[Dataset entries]
******************************
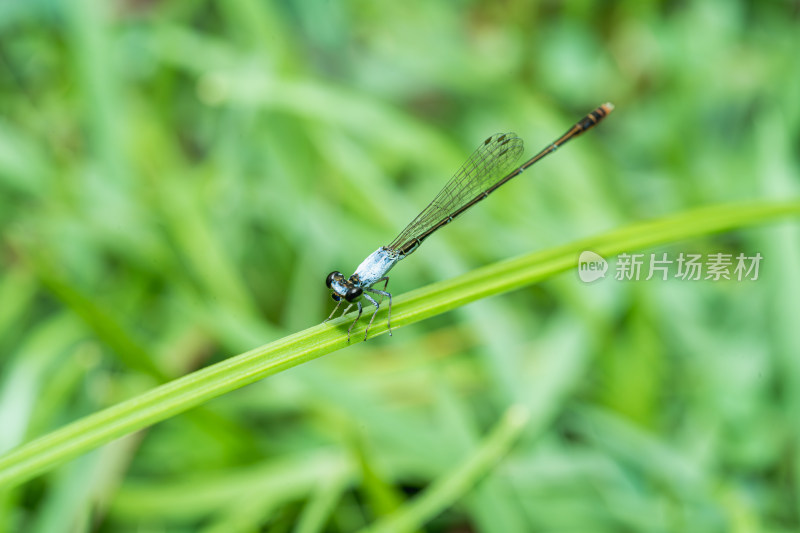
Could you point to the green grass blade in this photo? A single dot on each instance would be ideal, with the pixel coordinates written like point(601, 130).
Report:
point(191, 390)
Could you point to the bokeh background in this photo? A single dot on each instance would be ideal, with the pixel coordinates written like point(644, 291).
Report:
point(178, 178)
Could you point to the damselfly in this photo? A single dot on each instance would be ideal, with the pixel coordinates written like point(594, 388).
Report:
point(489, 167)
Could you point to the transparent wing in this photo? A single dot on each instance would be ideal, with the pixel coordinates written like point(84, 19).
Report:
point(492, 161)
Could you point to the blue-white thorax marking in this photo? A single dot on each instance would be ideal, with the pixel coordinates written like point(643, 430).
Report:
point(375, 266)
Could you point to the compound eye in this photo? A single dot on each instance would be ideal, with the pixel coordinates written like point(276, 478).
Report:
point(333, 275)
point(353, 293)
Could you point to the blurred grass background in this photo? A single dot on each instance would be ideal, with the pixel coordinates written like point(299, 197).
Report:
point(178, 178)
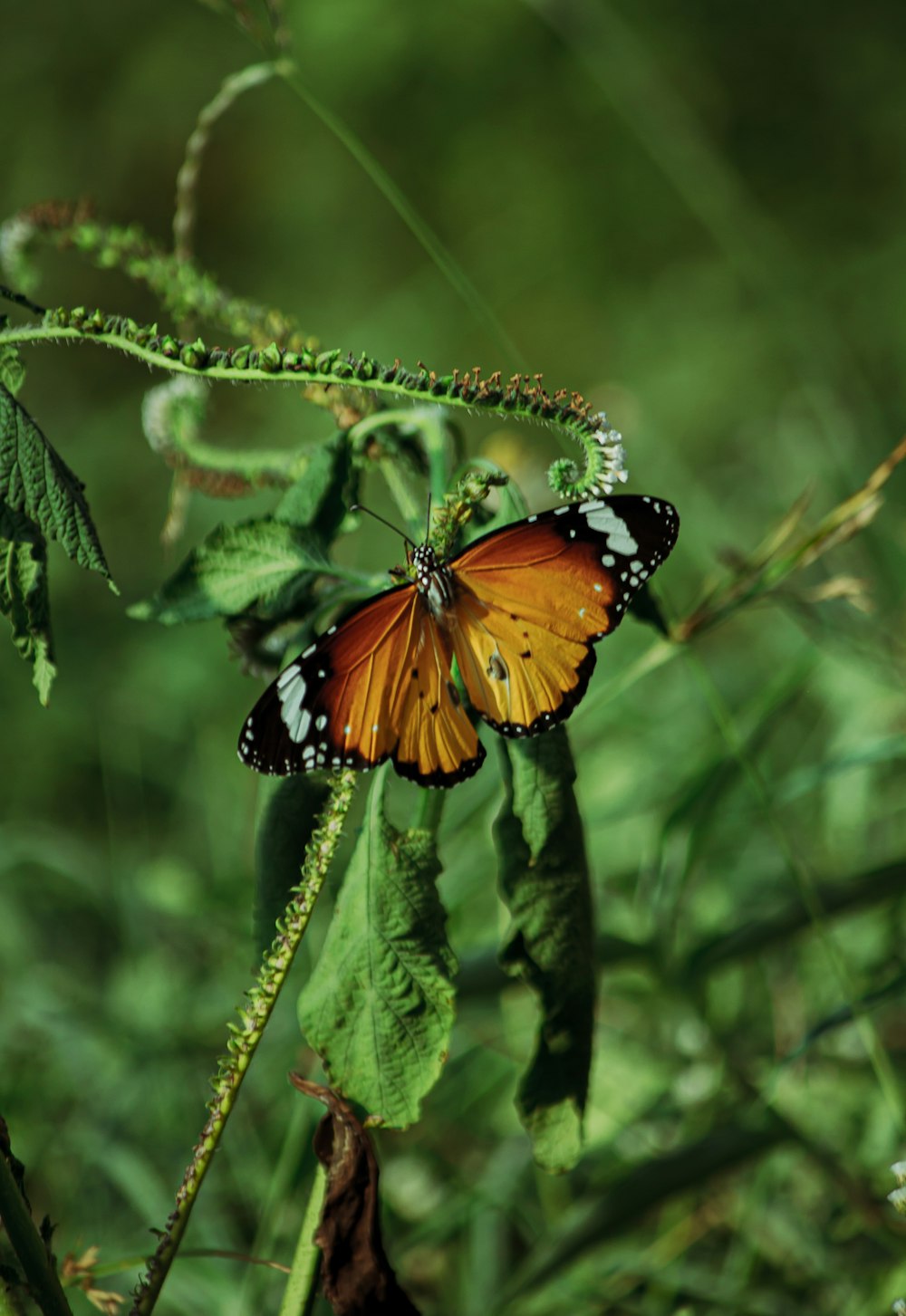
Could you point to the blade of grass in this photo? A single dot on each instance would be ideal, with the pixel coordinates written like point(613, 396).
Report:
point(806, 886)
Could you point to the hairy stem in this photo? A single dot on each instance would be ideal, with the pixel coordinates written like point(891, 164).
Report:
point(244, 1037)
point(304, 1277)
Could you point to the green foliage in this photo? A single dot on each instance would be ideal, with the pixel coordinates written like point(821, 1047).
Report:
point(24, 595)
point(737, 822)
point(545, 880)
point(378, 1007)
point(289, 818)
point(12, 371)
point(37, 482)
point(261, 566)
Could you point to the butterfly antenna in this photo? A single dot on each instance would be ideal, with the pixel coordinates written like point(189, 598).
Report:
point(357, 507)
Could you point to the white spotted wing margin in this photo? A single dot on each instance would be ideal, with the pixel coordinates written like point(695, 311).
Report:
point(520, 610)
point(535, 598)
point(375, 686)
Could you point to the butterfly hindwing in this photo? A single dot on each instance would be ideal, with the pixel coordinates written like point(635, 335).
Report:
point(519, 610)
point(532, 599)
point(377, 686)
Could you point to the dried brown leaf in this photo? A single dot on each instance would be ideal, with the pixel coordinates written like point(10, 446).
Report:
point(356, 1275)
******************************
### What needs to be done
Output every record exactly, minus the pictures.

### Response
Could you point to the green grass blade in this photo? A single dot on each instance would be ideal, with the pixel coordinates written like point(601, 130).
Report:
point(191, 390)
Could you point to the bokeh background in this photo? A single dot on each instance would be ideal, with the pixel coordinates written like point(644, 291).
Report:
point(178, 178)
Could you point to the damselfly in this photo? A single dot on each instance would be ideal, with the pixel coordinates written like point(594, 388).
Report:
point(489, 167)
Could you point to the transparent wing in this photo? A single dot on each instance would be ideal, with the pixel coordinates written like point(84, 19).
Report:
point(492, 161)
Could you point to the blue-white thorax marking in this photo? A single dot on each instance would be ideal, with the pixel coordinates written like point(643, 430).
Report:
point(375, 266)
Could you point to the compound eye in this photo? A single dot on each instance would be ideal, with the pixel coordinates written like point(276, 478).
Report:
point(333, 275)
point(353, 293)
Could you point to the blurred grass background in this photo? A single dot on each instance would be ideal, with the pixel coordinates written like point(299, 197).
Report:
point(178, 178)
Could you point to the blade of grass in this photo? A single dot on each instance would be ideal, with the pixel coordinates written like point(613, 396).
Report:
point(806, 886)
Could you point to the hairy stem in this photo? A single dot on each instance would be ideal, with the pixel coordinates written like point(891, 164).
Report:
point(244, 1037)
point(304, 1277)
Could you point to the green foliage in this photo? A single dot on each instance would be ideal, with the pixel coordinates written like point(821, 1047).
Report:
point(24, 595)
point(737, 822)
point(545, 880)
point(378, 1007)
point(289, 818)
point(12, 371)
point(37, 482)
point(261, 566)
Could you point to the butterfly antenna in this photo? A single dot on each instance would be ideal, with the pixel coordinates written like point(189, 598).
Report:
point(357, 507)
Could you point to the white spotted wing margin in this photo? A single dot on each instance would be ideal, with the pixel coordinates written like point(695, 311).
Report:
point(520, 610)
point(535, 598)
point(375, 686)
Could you point to the butterfly hindwing in this photo? A single dot on each instance would be ideal, with the pixel coordinates written like point(635, 335).
Report:
point(519, 610)
point(532, 599)
point(377, 686)
Could you point to the dried brown leaf in this photo? A single dot on each instance would be ideal, with the pixel coordinates written like point(10, 446).
Report:
point(356, 1275)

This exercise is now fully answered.